> WORK INSTRUCTIONS
Would you return the data exactly as given, except for its pictures?

Dataset entries
====
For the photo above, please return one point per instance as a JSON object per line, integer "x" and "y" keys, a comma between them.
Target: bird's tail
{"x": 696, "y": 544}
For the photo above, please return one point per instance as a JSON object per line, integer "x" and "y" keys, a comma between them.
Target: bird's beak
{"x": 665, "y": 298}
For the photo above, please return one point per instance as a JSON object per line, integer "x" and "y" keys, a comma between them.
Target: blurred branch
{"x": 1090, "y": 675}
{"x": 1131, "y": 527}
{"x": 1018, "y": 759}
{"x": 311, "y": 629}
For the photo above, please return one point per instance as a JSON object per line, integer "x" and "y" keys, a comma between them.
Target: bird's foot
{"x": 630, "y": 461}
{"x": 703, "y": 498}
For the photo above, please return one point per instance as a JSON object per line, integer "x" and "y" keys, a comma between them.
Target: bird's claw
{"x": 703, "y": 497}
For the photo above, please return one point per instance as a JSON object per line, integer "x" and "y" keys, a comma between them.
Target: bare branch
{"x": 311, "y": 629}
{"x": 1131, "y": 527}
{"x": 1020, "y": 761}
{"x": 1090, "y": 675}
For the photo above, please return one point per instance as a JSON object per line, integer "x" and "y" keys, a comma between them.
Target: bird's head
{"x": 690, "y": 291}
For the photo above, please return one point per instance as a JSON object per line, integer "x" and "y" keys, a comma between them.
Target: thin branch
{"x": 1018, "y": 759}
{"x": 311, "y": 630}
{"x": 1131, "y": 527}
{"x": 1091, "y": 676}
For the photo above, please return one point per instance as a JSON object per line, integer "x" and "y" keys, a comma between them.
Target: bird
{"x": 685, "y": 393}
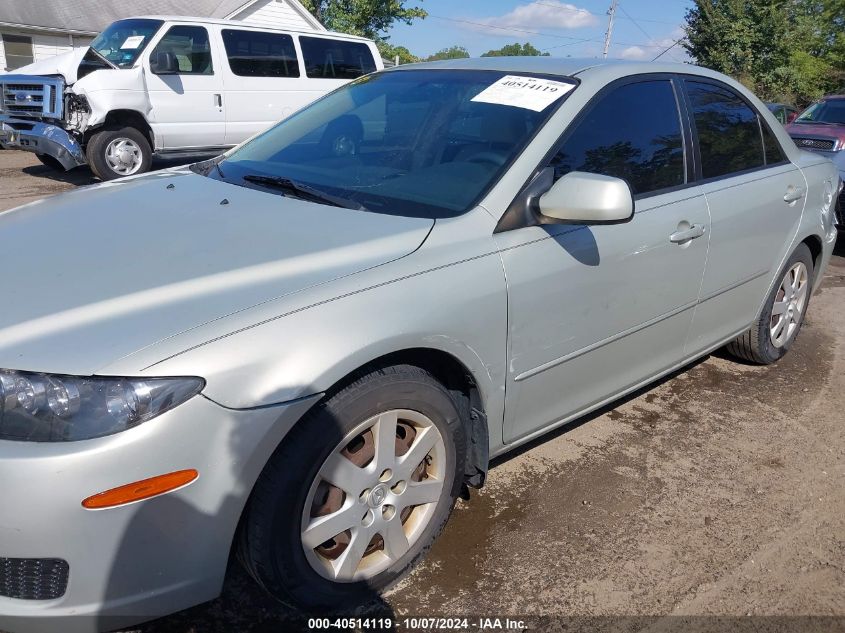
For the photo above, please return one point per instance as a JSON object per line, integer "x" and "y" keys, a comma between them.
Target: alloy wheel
{"x": 374, "y": 496}
{"x": 124, "y": 156}
{"x": 789, "y": 306}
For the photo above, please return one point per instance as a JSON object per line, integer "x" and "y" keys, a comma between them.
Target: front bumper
{"x": 41, "y": 138}
{"x": 143, "y": 560}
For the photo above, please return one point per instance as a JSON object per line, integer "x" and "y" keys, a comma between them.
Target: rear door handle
{"x": 793, "y": 194}
{"x": 685, "y": 235}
====
> SOLUTION TO THIS PROBLEM
For the photo above, please return one point per instance as a JSON object per line, integer "x" and "y" keys, a comma between them.
Target: bird's tail
{"x": 696, "y": 544}
For the photo above, please return one point per instance as a JSON object per line, integer "x" and "y" keys, a comma between them.
Target: bird's beak
{"x": 665, "y": 298}
For the photo above, please return one point per instance as a JSON object per line, integer "x" and "y" keys, a comma between them.
Target: blurred branch
{"x": 1090, "y": 675}
{"x": 1131, "y": 527}
{"x": 1018, "y": 759}
{"x": 311, "y": 629}
For the photo above, please return one point per instance as a JSON object per line, integer "x" and "y" keys, a comma between them.
Target: bird's foot
{"x": 630, "y": 461}
{"x": 703, "y": 498}
For the photo above, please return one point per instance as a JSON object per line, integer "x" and "y" keys, a comma between them.
Target: bird's claw
{"x": 703, "y": 497}
For the photo above, please return one point per instance as a JSON object per line, integer "x" and "y" keys, a comma between them.
Target: bare branch
{"x": 311, "y": 629}
{"x": 1131, "y": 527}
{"x": 1020, "y": 761}
{"x": 1090, "y": 675}
For the photo above, please return one point per instance as a JSON object per line, integer "x" and "y" keys, a comma between them.
Target: bird's head
{"x": 690, "y": 291}
For the photo above, please return one point per instance as a JSON object per line, integer "x" and "y" keys, a comma between them.
Target: thin branch
{"x": 1018, "y": 759}
{"x": 311, "y": 630}
{"x": 1131, "y": 527}
{"x": 1091, "y": 676}
For the photo above, please return one point per instance as a JSON object per line, integer "x" and "y" keys, a comma between them.
Target: bird
{"x": 685, "y": 393}
For the photo above, please return one point per instance as a JSON object per line, integer "x" and "y" keys, a comma between them.
Target: alloy wheel
{"x": 374, "y": 496}
{"x": 124, "y": 156}
{"x": 789, "y": 306}
For the photo above, please return one point per instance as a JSON object per line, integer "x" and "y" keys, a comma between them.
Target: front bumper
{"x": 41, "y": 138}
{"x": 143, "y": 560}
For the photo above, please return one point per instance as a JSON object per line, integer "x" and "y" keys, a comma between them.
Target: rear door handle
{"x": 793, "y": 194}
{"x": 685, "y": 235}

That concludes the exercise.